Задание 1:
Ответьте по отрывку о похоронах в Вальке на следующие вопросы:
(a) В какое время года и какого года случился описанный казус?
(b) На каком расстоянии от Норильска находится поселок Валек?
(c) Чем снабдили доктора Никишина после его речи у могилы?
Задание 2: Перепишите часть отрывка о похоронах в Вальке, которая открывается словами «В поселке Валек» и завершается словами «были подвергнуться анатомированию.», заменив «геологов» на «строителей».

Фрагмент текста:
──────
Весной 1947 года случился характерный казус, свидетелем которого я не была, но Дмоховский так ярко его живописал!
В поселке Валек на реке с тем же названием, километрах в десяти от Норильска, скоропостижно скончался врач-заключенный, тоже улова 1937 года, но расконвоированный. Там он был единственным врачом, обслуживавшим геологов, вольных и зэков, и так хорошо умел угодить всем, что начальство разрешило похоронить его на тамошнем кладбище, а не тащить в морг, а оттуда голым везти в знаменитом катафалке и сваливать в общую яму. Но все заключенные должны были подвергнуться анатомированию.
Итак, доктор Никишин со своим инструментом отправился на Валек. С ним увязался Ляндрес. Необходимость своего присутствия он мотивировал тем, что надо проверить наличие медикаментов: ведь этим заключенным доверять нельзя!
Они остались и на похороны. Никишин произнес у открытой могилы такую прочувствованную речь, что до слез растрогал и бывших его пациентов, и сотрудников — одним словом, всех, и они снабдили его тремя большущими рыбинами свежего копчения (основное население Валька — рыбаки).
──────
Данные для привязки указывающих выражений
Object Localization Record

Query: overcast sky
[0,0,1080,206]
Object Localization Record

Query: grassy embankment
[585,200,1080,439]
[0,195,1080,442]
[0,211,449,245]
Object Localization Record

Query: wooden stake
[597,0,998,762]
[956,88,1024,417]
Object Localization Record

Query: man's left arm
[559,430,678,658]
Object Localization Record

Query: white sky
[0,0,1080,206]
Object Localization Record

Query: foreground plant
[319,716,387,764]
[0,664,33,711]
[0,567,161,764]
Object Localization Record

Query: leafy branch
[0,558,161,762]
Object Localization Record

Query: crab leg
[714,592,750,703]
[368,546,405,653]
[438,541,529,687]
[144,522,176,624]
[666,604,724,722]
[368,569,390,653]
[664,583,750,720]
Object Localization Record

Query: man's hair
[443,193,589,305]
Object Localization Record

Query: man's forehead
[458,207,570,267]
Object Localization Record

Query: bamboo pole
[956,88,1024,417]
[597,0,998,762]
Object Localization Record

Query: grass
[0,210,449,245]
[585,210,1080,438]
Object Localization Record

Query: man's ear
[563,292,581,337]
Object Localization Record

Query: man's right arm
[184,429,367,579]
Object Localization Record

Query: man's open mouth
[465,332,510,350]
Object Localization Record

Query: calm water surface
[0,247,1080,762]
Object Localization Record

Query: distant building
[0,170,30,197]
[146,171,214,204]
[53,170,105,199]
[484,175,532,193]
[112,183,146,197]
──────
Ответ 1:
(a) Весной 1947 года.
(b) Километрах в десяти от Норильска.
(c) Тремя большущими рыбинами свежего копчения.

Ответ 2:
В поселке Валек на реке с тем же названием, километрах в десяти от Норильска, скоропостижно скончался врач-заключенный, тоже улова 1937 года, но расконвоированный. Там он был единственным врачом, обслуживавшим строителей, вольных и зэков, и так хорошо умел угодить всем, что начальство разрешило похоронить его на тамошнем кладбище, а не тащить в морг, а оттуда голым везти в знаменитом катафалке и сваливать в общую яму. Но все заключенные должны были подвергнуться анатомированию.